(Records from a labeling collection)
>> Start

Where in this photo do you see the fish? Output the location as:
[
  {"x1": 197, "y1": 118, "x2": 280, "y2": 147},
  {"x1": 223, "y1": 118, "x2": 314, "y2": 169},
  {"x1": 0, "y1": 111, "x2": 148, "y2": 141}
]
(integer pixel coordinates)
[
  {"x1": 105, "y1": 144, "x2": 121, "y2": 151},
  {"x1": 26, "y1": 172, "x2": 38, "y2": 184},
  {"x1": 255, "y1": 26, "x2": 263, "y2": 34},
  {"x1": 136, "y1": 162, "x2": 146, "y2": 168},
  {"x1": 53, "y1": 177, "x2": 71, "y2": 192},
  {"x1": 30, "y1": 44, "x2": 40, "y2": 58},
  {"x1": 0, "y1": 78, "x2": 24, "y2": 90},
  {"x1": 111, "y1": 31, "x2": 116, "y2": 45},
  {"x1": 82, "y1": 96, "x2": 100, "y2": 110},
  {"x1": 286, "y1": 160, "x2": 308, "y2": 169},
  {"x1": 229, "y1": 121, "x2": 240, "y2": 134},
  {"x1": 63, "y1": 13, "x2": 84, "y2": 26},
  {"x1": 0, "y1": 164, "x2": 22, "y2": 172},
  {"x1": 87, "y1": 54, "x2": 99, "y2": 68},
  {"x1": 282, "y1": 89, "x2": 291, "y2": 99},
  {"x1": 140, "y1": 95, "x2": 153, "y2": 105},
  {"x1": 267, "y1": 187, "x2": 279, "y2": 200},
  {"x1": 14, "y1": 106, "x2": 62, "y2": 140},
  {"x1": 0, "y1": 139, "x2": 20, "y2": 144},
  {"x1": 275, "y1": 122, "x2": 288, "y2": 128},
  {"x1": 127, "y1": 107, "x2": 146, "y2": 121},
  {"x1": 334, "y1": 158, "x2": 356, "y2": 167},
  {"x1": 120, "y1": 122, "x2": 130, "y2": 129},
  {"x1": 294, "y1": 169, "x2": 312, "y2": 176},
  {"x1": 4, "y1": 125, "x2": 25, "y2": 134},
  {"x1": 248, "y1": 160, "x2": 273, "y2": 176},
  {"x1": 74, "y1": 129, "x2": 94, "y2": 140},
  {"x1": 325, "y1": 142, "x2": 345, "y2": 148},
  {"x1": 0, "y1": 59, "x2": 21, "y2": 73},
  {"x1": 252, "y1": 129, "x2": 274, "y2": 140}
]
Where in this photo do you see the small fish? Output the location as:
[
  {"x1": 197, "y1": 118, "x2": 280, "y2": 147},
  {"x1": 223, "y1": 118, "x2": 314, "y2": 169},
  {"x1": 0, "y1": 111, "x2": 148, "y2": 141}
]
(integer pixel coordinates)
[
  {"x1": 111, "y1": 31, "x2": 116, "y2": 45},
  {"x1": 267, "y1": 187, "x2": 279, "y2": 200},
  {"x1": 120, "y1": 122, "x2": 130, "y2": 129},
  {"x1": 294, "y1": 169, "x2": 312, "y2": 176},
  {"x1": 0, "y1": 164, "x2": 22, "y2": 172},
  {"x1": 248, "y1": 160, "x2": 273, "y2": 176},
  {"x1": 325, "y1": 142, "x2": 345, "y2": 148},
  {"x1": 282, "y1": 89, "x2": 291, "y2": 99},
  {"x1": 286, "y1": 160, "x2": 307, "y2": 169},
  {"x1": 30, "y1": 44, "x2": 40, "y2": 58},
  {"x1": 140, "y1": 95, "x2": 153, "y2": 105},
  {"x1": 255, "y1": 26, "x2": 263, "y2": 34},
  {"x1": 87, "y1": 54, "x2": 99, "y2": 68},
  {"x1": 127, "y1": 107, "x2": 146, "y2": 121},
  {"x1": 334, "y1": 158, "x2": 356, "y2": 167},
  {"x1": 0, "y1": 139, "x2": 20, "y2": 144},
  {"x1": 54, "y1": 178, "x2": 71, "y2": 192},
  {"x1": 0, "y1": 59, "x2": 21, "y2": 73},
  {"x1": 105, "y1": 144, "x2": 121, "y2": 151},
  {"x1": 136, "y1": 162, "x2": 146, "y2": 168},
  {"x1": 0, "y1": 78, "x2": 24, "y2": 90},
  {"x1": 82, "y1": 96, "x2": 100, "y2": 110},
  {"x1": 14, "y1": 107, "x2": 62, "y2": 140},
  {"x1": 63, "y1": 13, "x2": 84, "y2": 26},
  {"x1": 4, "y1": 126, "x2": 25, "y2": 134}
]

>> End

▶ **STATED EXERCISE**: Locate every line in the records above that contains the word "this", and copy each such line. Case counts: uppercase and lowercase letters are not interchangeable.

▶ **WRITTEN RESPONSE**:
Where in this photo do you see the fish? Output the location as:
Where in this photo do you see the small fish? Output the location as:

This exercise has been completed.